== AUSGEWÄHLTER AUSZUG ==
------------------------------------------------------------------------
Tangentenflügel von Späth & Schmahl, 1801
Bad Krozingen, Schloss: Neumeyer-Junghanns-Tracey-Sammlung
Der Tangentenflügel stellte um 1770 eine ernstgenommene Alternative zu Cembalo und Pianoforte dar. Wie beim Pianoforte wurden die Saiten angeschlagen, allerdings durch “Tangenten“, beweglich gelagerte Holzstreifen, die wie Cembalospringer auf den Tasten saßen. Das Instrument konnte durch verschiedene Register sehr cembaloähnlich, aber auch wie ein Pianoforte klingen und besaß zudem dessen Ausdrucksmöglichkeiten. Nach 1800 geriet der Tangentenflügel allmählich aus der Mode.
------------------------------------------------------------------------
Aktualisiere den Text zum Tangentenflügel: Gib ihn ab den Worten "Tangentenflügel von Späth" bis einschließlich "aus der Mode." erneut wieder und ersetze dabei "Holzstreifen" durch "Holzleisten".

[Datensatzeinträge]
------------------------------------------------------------------------
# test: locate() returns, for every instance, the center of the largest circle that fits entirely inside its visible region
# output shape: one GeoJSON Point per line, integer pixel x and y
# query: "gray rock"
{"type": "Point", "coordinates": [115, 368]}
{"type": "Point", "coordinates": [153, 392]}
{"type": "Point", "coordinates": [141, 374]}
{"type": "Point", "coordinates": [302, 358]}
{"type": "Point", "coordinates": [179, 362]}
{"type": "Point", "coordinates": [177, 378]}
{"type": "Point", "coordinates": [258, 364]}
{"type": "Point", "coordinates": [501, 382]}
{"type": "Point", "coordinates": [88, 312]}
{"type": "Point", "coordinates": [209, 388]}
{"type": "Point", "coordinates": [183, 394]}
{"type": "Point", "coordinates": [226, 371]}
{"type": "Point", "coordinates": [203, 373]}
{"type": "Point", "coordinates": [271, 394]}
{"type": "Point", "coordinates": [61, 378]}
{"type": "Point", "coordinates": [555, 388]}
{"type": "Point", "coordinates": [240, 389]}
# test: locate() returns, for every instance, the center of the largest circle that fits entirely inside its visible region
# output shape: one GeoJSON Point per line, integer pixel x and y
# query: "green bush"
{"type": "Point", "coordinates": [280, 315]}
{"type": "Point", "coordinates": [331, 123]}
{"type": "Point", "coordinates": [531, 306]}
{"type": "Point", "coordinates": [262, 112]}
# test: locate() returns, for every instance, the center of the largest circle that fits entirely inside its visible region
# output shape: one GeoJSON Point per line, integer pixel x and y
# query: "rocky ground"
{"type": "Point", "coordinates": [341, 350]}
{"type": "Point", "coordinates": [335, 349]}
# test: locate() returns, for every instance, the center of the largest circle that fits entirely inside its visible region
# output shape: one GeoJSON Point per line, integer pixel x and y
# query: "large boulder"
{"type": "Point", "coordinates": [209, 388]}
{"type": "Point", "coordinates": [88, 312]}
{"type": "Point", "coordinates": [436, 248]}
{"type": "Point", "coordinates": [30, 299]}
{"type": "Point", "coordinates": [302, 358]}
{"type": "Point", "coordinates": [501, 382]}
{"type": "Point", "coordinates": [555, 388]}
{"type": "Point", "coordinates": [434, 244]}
------------------------------------------------------------------------
== ERGEBNIS DER AUFGABE ==
Tangentenflügel von Späth & Schmahl, 1801
Bad Krozingen, Schloss: Neumeyer-Junghanns-Tracey-Sammlung
Der Tangentenflügel stellte um 1770 eine ernstgenommene Alternative zu Cembalo und Pianoforte dar. Wie beim Pianoforte wurden die Saiten angeschlagen, allerdings durch “Tangenten“, beweglich gelagerte Holzleisten, die wie Cembalospringer auf den Tasten saßen. Das Instrument konnte durch verschiedene Register sehr cembaloähnlich, aber auch wie ein Pianoforte klingen und besaß zudem dessen Ausdrucksmöglichkeiten. Nach 1800 geriet der Tangentenflügel allmählich aus der Mode.